Prompt: Give the entries back exactly, dropping each image.

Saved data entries

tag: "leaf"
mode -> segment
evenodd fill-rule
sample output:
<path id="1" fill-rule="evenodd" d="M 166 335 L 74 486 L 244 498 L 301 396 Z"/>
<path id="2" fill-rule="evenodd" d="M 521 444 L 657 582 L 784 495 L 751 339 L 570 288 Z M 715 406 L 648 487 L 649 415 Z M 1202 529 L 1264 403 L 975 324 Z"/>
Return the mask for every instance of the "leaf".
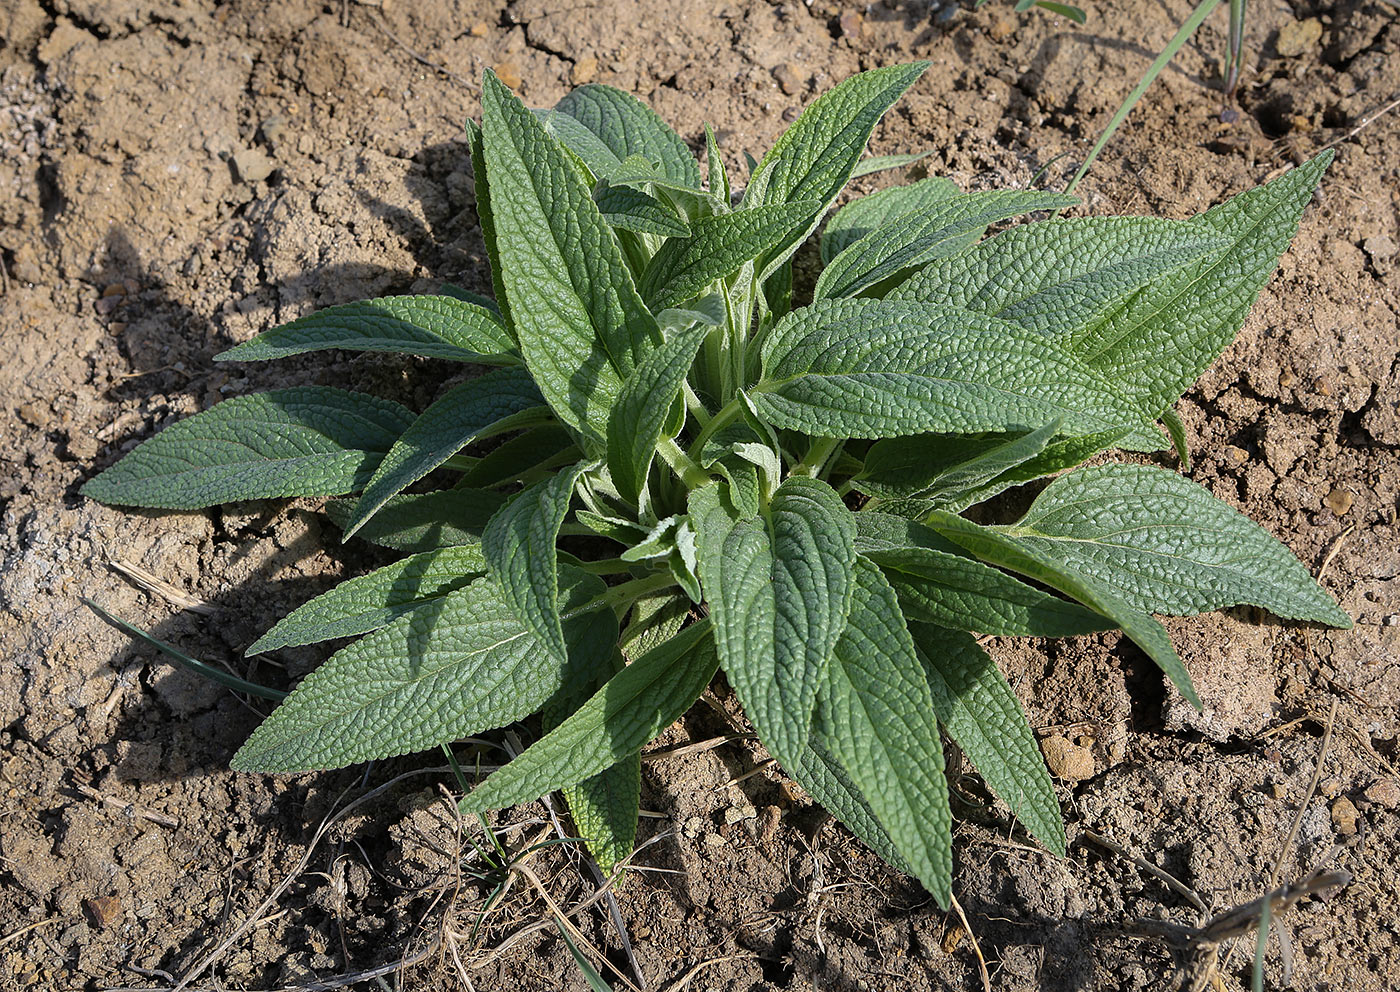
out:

Result of the task:
tag: "leaf"
mode -> segment
evenodd fill-rule
sample output:
<path id="1" fill-rule="evenodd" d="M 166 335 L 74 486 L 244 498 L 301 396 Z"/>
<path id="2" fill-rule="evenodd" d="M 521 444 L 657 582 L 784 495 L 751 339 L 570 288 Z M 715 406 L 648 487 L 649 415 Z M 1202 529 L 1264 403 L 975 324 Z"/>
Return the mask for every instance of the "leaf".
out:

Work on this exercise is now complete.